## EXERCISE BRIEF
Which lines belong in the answer? Exactly those from the line containing "One keypoint belongs on each instance. Indicate the stacked" through the last line of the records below, repeated as written.

Segment Start: INPUT DATA

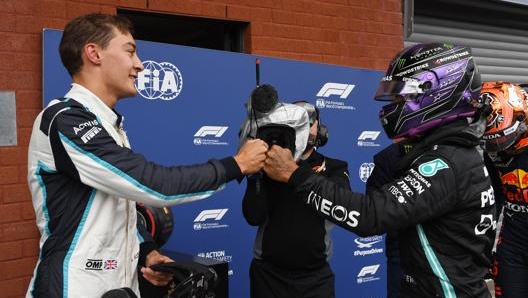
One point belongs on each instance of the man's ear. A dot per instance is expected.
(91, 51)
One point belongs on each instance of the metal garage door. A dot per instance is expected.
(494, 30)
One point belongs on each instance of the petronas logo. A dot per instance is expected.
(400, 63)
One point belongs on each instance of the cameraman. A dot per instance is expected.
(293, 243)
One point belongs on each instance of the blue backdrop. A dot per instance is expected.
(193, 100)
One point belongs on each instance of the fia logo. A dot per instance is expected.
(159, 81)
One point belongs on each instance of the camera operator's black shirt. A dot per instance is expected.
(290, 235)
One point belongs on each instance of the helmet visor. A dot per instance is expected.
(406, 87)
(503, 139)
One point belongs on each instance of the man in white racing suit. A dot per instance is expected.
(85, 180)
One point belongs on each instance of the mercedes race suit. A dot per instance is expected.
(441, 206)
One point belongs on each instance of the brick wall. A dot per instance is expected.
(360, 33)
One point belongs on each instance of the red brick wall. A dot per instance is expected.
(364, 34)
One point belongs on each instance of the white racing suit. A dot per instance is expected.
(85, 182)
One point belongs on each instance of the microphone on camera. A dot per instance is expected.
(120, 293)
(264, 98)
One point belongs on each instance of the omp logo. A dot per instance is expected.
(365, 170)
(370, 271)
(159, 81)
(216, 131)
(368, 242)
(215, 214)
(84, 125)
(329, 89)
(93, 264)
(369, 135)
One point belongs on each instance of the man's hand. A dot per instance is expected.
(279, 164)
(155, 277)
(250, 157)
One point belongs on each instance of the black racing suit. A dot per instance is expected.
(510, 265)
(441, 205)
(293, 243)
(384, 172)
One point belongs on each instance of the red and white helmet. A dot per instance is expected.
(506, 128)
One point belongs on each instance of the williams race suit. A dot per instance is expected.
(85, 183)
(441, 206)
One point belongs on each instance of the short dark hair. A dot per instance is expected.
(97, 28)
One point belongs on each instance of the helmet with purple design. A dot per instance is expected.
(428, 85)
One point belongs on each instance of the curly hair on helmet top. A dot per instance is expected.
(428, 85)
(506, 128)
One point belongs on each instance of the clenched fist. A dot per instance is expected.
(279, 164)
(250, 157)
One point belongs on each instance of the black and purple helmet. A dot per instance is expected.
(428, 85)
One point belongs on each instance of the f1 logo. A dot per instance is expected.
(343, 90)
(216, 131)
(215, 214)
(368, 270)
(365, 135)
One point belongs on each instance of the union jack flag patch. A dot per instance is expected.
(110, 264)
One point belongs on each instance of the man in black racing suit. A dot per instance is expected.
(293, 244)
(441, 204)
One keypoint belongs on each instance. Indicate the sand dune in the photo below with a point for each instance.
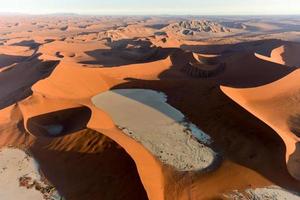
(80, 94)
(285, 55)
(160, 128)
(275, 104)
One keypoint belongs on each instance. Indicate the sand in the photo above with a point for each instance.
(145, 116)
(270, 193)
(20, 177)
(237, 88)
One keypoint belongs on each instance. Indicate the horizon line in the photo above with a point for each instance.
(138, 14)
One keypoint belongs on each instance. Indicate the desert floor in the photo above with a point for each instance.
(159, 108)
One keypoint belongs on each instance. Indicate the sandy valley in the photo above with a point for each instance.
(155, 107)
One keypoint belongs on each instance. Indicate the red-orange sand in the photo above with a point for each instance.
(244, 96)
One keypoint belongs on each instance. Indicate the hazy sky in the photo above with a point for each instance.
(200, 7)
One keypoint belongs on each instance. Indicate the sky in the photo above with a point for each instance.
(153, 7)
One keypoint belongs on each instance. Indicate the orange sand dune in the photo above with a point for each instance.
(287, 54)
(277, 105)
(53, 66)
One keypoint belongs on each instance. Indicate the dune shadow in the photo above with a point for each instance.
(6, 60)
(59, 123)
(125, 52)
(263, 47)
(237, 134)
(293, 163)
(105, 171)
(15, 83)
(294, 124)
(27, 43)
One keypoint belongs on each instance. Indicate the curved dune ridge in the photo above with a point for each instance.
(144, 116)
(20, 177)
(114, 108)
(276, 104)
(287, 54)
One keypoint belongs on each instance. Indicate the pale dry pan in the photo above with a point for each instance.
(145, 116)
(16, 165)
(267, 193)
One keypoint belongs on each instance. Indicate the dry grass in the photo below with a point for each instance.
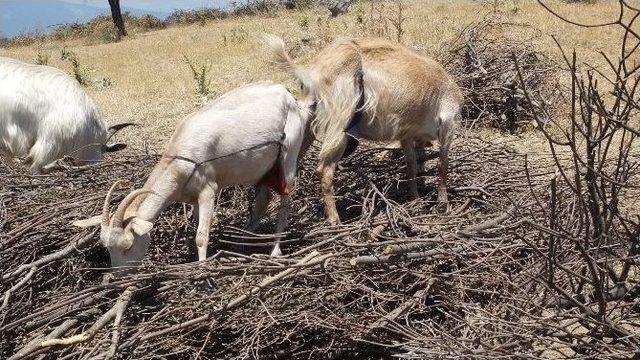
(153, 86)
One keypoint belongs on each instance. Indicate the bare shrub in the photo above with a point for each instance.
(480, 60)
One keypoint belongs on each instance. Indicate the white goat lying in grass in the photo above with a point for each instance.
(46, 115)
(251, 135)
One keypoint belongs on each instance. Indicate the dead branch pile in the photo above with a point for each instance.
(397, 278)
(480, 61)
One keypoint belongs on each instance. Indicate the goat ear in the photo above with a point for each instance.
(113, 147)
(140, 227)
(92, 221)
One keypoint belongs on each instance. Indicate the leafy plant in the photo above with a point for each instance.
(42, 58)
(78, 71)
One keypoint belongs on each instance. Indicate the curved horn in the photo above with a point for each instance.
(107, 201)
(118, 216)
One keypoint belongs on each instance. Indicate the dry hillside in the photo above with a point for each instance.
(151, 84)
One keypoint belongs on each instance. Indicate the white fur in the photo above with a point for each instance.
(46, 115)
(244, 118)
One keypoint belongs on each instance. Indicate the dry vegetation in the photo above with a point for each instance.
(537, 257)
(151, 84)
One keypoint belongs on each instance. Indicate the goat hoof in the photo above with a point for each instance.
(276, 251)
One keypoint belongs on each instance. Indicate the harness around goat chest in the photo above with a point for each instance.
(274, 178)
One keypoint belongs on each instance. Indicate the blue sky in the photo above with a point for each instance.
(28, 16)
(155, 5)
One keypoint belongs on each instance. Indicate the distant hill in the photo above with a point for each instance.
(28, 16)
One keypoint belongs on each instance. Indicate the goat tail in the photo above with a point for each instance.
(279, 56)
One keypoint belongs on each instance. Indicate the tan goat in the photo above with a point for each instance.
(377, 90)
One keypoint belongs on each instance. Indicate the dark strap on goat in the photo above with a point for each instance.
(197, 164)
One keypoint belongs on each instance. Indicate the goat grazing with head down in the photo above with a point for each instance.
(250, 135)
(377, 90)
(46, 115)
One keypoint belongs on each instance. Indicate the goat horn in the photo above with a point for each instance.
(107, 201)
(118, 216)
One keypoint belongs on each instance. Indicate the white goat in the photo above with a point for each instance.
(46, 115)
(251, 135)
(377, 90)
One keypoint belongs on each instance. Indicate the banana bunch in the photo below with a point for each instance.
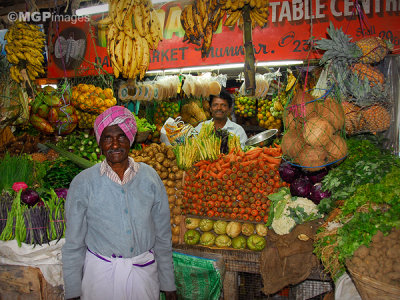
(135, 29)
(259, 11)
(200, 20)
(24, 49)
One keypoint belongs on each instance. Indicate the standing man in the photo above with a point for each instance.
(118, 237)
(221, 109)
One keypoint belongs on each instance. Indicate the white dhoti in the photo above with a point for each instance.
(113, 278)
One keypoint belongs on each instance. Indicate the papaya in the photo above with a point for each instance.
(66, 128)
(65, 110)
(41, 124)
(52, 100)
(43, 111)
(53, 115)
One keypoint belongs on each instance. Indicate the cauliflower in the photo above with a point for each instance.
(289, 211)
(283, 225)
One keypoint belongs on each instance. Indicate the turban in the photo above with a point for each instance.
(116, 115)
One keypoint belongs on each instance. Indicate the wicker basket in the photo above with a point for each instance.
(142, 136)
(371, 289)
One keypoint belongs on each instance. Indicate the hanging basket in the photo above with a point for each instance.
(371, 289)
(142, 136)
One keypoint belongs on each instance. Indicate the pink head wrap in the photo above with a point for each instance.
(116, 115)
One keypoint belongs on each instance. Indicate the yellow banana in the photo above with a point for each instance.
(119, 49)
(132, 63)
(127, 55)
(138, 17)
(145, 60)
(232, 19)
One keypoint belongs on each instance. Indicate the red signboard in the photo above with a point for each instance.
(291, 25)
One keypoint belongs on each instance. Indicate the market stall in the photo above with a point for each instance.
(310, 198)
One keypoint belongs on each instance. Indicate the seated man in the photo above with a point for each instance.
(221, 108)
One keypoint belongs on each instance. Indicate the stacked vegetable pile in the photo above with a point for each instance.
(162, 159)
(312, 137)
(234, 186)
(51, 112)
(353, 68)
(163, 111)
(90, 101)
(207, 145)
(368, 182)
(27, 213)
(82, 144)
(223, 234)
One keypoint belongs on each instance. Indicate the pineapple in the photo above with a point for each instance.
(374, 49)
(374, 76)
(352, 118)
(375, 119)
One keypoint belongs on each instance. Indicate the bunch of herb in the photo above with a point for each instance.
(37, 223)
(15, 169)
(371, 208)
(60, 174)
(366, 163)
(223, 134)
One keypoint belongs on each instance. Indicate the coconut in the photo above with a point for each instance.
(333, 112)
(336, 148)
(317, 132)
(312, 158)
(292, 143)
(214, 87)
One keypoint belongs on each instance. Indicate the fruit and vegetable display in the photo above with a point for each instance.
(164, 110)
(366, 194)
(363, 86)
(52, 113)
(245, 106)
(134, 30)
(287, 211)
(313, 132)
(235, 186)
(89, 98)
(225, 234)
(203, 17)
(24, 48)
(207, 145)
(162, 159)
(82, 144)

Segment End: INPUT DATA

## ANSWER SPACE
One keypoint belongs on each instance. Indicate the stacked vegetable pile in the photo above with a point for each instance.
(162, 159)
(312, 137)
(234, 186)
(51, 112)
(353, 68)
(163, 111)
(90, 101)
(207, 145)
(368, 182)
(27, 213)
(82, 144)
(223, 234)
One keypoint belongs on each instance. Indicate the pineapple in the photo above with a point for each instance.
(374, 49)
(374, 76)
(352, 118)
(375, 119)
One keypoint belongs on each instance. Indicate the bunch of herb in the photo above with a point for each instance.
(37, 223)
(15, 169)
(371, 208)
(60, 174)
(366, 163)
(223, 134)
One keypoint belongs on each instance. Indicate the coconut in the photo above with a point for each instance.
(333, 112)
(336, 148)
(317, 132)
(312, 158)
(292, 143)
(214, 87)
One keypoint belongs on each instance. Indicate the fruit and vegetable display in the photo above with a point for each instance.
(164, 110)
(366, 194)
(363, 86)
(52, 113)
(245, 106)
(134, 30)
(287, 211)
(313, 132)
(235, 186)
(89, 98)
(225, 234)
(203, 17)
(24, 48)
(207, 145)
(162, 159)
(82, 144)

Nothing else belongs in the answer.